Before doing anything else, copy the entries below exactly.

▸ **Supplied material**:

##############################

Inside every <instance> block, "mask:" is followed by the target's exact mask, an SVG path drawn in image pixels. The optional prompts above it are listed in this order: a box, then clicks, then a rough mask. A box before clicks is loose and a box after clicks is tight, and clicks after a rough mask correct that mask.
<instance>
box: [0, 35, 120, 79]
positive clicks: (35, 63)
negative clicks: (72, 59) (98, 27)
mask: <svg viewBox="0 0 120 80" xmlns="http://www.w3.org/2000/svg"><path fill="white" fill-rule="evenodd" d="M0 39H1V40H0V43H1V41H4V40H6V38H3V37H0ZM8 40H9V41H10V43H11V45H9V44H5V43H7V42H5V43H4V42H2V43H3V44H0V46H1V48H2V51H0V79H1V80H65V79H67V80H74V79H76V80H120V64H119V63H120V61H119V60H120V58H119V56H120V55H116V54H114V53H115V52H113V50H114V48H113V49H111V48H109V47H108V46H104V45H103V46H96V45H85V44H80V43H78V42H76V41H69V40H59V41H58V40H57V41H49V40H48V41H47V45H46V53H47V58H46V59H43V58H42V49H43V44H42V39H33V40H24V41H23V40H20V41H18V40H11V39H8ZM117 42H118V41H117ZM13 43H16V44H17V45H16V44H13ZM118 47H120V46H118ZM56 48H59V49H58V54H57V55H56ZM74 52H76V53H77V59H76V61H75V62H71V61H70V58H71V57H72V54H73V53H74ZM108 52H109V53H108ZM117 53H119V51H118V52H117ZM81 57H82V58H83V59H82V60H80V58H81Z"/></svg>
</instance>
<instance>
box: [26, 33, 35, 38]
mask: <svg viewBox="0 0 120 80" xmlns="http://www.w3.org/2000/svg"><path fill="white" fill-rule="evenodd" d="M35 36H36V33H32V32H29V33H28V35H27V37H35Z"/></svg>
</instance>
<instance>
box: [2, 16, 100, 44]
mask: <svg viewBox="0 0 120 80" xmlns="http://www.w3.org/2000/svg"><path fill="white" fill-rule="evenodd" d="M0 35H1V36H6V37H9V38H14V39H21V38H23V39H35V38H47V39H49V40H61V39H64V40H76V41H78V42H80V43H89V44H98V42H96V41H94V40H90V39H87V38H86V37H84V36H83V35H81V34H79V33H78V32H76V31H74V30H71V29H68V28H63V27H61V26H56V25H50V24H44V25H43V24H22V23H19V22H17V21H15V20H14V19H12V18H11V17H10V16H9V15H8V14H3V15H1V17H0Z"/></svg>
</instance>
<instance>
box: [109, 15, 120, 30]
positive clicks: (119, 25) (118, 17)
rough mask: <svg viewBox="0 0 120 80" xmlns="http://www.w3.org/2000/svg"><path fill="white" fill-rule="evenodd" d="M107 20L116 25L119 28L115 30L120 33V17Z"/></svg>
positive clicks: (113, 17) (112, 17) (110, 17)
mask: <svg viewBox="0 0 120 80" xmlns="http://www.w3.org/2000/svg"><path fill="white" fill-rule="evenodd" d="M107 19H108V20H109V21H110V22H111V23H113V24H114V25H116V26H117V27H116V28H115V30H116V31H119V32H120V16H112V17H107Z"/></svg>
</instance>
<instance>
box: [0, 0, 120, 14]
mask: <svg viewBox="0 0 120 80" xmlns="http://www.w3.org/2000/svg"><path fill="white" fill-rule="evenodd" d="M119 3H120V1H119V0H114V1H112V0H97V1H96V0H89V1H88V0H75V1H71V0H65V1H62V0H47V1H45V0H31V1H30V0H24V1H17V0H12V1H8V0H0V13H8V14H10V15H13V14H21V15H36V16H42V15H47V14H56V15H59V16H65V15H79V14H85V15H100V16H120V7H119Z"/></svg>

##############################

▸ **Exercise output**:
Inside every <instance> block, "mask:" is followed by the target's exact mask, an SVG path drawn in image pixels. The optional prompts above it are listed in this order: a box, then clicks, then a rough mask. A box before clicks is loose and a box after clicks is tight, and clicks after a rough mask correct that mask.
<instance>
box: [0, 35, 120, 79]
positive clicks: (35, 63)
negative clicks: (72, 59) (98, 27)
mask: <svg viewBox="0 0 120 80" xmlns="http://www.w3.org/2000/svg"><path fill="white" fill-rule="evenodd" d="M0 39H1V40H0V43H1V41H4V40H6V38H3V37H0ZM8 40H9V41H10V43H11V45H9V44H5V43H7V42H5V43H4V42H2V43H3V44H0V46H1V48H2V51H0V79H1V80H65V79H67V80H74V79H76V80H120V64H119V63H120V61H119V60H120V58H119V56H120V55H116V54H114V53H115V52H113V50H114V48H113V49H111V48H109V47H108V46H104V45H103V46H96V45H85V44H80V43H78V42H76V41H69V40H59V41H58V40H57V41H49V40H48V41H47V45H46V53H47V58H46V59H43V58H42V49H43V44H42V39H33V40H24V41H23V40H20V41H18V40H11V39H8ZM117 42H118V41H117ZM13 43H16V44H17V45H16V44H13ZM118 47H120V46H118ZM56 48H59V49H58V54H57V55H56ZM74 52H76V53H77V59H76V61H75V62H71V61H70V58H71V57H72V54H73V53H74ZM108 52H109V53H108ZM117 53H119V51H118V52H117ZM81 57H82V58H83V59H82V60H80V58H81Z"/></svg>
</instance>
<instance>
box: [26, 33, 35, 38]
mask: <svg viewBox="0 0 120 80" xmlns="http://www.w3.org/2000/svg"><path fill="white" fill-rule="evenodd" d="M35 36H36V33H32V32H29V33H28V35H27V37H35Z"/></svg>
</instance>
<instance>
box: [2, 16, 100, 44]
mask: <svg viewBox="0 0 120 80" xmlns="http://www.w3.org/2000/svg"><path fill="white" fill-rule="evenodd" d="M0 35H1V36H6V37H9V38H14V39H21V38H23V39H35V38H47V39H49V40H61V39H64V40H76V41H78V42H80V43H89V44H98V42H96V41H94V40H90V39H87V38H86V37H84V36H83V35H81V34H79V33H78V32H76V31H74V30H71V29H68V28H63V27H61V26H56V25H50V24H44V25H43V24H22V23H19V22H17V21H15V20H14V19H12V18H11V17H10V16H9V15H8V14H3V15H1V17H0Z"/></svg>
</instance>
<instance>
box: [109, 15, 120, 30]
positive clicks: (119, 25) (118, 17)
rough mask: <svg viewBox="0 0 120 80" xmlns="http://www.w3.org/2000/svg"><path fill="white" fill-rule="evenodd" d="M107 20L116 25L119 28L115 30L120 33V17Z"/></svg>
positive clicks: (113, 17) (112, 17) (110, 17)
mask: <svg viewBox="0 0 120 80" xmlns="http://www.w3.org/2000/svg"><path fill="white" fill-rule="evenodd" d="M107 19H108V20H109V21H110V22H111V23H113V24H114V25H116V26H117V27H116V28H115V30H116V31H119V32H120V16H112V17H107Z"/></svg>
</instance>
<instance>
box: [0, 0, 120, 14]
mask: <svg viewBox="0 0 120 80" xmlns="http://www.w3.org/2000/svg"><path fill="white" fill-rule="evenodd" d="M119 3H120V1H119V0H114V1H112V0H97V1H96V0H89V1H88V0H75V1H71V0H65V1H62V0H47V1H45V0H31V1H30V0H24V1H17V0H12V1H8V0H0V13H8V14H10V15H13V14H21V15H36V16H42V15H47V14H56V15H59V16H65V15H79V14H85V15H100V16H120V7H119Z"/></svg>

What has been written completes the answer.